═══ EXERCISE DATA ═══
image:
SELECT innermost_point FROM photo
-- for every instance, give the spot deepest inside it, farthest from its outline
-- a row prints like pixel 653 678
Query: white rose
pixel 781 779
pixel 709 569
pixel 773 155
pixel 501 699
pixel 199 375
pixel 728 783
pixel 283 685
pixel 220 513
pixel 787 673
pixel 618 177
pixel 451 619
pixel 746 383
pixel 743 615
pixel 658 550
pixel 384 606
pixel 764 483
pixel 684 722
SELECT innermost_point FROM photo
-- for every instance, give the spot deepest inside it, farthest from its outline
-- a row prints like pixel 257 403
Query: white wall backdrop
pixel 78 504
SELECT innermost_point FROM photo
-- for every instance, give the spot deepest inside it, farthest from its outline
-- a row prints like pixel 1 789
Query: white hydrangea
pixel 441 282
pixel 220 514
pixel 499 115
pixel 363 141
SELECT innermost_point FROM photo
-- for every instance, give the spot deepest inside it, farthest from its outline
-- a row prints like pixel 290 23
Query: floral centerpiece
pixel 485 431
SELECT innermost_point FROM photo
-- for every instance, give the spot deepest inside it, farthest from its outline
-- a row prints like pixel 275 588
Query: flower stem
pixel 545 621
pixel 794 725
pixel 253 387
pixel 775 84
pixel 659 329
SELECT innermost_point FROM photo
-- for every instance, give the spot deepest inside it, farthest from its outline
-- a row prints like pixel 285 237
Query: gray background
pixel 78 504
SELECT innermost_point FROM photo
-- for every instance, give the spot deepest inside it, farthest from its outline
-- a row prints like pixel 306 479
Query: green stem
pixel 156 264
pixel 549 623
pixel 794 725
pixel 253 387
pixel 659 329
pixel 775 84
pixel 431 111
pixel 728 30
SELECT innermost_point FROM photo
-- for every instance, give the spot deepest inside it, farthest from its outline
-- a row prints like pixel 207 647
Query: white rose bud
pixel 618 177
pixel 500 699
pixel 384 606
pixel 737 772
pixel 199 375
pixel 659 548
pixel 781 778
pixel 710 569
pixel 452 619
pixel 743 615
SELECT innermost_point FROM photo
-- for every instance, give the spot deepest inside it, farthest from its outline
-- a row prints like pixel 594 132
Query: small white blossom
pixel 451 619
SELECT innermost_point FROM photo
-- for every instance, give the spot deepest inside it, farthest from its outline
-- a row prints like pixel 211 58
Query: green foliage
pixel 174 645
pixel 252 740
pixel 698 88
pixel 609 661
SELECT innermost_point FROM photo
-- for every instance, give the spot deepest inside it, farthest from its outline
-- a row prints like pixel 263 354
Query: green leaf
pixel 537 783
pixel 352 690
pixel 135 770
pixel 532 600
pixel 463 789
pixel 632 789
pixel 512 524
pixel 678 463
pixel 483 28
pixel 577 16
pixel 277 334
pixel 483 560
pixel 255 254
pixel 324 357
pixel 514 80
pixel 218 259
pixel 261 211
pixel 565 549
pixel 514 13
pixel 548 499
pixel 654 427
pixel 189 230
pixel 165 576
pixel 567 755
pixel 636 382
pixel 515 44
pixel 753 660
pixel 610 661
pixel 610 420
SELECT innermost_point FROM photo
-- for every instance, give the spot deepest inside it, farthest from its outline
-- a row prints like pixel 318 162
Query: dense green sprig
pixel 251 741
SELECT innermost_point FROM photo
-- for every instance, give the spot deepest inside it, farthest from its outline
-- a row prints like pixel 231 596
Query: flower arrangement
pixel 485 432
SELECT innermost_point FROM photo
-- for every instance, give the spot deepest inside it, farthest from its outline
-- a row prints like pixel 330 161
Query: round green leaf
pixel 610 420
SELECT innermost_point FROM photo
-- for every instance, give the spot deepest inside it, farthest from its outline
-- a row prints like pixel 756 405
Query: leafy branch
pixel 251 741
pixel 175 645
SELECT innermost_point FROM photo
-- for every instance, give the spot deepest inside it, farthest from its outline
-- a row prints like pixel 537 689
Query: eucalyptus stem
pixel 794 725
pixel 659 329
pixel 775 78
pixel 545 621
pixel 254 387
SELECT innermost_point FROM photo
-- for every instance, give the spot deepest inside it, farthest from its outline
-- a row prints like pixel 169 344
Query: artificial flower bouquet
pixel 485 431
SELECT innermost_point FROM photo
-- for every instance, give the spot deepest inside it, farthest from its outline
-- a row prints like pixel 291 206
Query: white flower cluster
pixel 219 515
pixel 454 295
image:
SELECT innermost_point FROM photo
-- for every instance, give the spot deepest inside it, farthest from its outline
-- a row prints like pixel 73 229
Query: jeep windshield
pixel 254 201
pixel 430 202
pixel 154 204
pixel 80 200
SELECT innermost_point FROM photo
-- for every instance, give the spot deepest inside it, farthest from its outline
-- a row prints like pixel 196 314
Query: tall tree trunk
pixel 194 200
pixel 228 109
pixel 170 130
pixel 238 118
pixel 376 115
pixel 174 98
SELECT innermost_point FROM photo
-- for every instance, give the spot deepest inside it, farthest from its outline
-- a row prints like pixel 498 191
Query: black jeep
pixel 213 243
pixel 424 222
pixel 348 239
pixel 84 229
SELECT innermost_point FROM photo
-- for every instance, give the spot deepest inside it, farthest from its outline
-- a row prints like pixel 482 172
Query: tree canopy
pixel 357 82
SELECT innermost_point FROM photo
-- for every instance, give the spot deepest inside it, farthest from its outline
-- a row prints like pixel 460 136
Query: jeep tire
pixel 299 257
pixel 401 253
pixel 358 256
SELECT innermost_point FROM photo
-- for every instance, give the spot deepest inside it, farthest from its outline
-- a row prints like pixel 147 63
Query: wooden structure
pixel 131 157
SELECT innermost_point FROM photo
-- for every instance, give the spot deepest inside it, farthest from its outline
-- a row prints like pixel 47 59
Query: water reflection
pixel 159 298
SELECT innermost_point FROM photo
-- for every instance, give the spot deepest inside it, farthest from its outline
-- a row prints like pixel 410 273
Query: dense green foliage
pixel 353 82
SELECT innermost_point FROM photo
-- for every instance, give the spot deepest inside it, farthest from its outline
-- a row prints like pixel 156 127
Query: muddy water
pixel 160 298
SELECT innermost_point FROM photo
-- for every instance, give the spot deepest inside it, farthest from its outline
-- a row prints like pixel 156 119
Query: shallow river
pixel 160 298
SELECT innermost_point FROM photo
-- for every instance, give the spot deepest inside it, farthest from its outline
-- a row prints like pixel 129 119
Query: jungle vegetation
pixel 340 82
═══
→ WHAT IS REQUIRED
From the data above, reproduce word for word the lines running from the line with "-- a row prints like pixel 290 23" to the line with "-- a row prints like pixel 211 58", ends included.

→ SOLUTION TO THIS EXERCISE
-- a row prints like pixel 290 23
Query: floral centerpiece
pixel 485 431
SELECT innermost_point FROM photo
-- for every instance, give the spot deepest inside it, farthest from its outline
-- a row prints like pixel 275 588
Query: flower stem
pixel 545 621
pixel 794 725
pixel 253 387
pixel 775 84
pixel 659 329
SELECT innermost_point FROM photo
-- for every instance, give the spot deepest inside it, farthest from its outline
-- a row prints like pixel 285 237
Query: gray background
pixel 78 504
SELECT innermost_point FROM photo
-- for every instance, give the spot deepest inside it, farthest from its outline
-- a row prints like pixel 306 479
Query: green stem
pixel 156 264
pixel 549 623
pixel 794 725
pixel 253 387
pixel 659 329
pixel 775 84
pixel 431 111
pixel 728 30
SELECT innermost_point FROM photo
-- for every instance, give the spot deepest inside it, farthest from its outline
-- a row prints like pixel 207 647
Query: white rose bud
pixel 618 177
pixel 500 699
pixel 384 606
pixel 737 772
pixel 199 375
pixel 659 548
pixel 781 778
pixel 710 569
pixel 452 619
pixel 743 615
SELECT innermost_point FROM photo
-- for every instance, give the spot deepest inside it, farthest from its outline
-- a row prints like pixel 594 132
Query: small white blossom
pixel 451 619
SELECT innermost_point FROM photo
-- for every instance, give the spot deepest inside it, farthest from its outline
-- a row prints like pixel 211 58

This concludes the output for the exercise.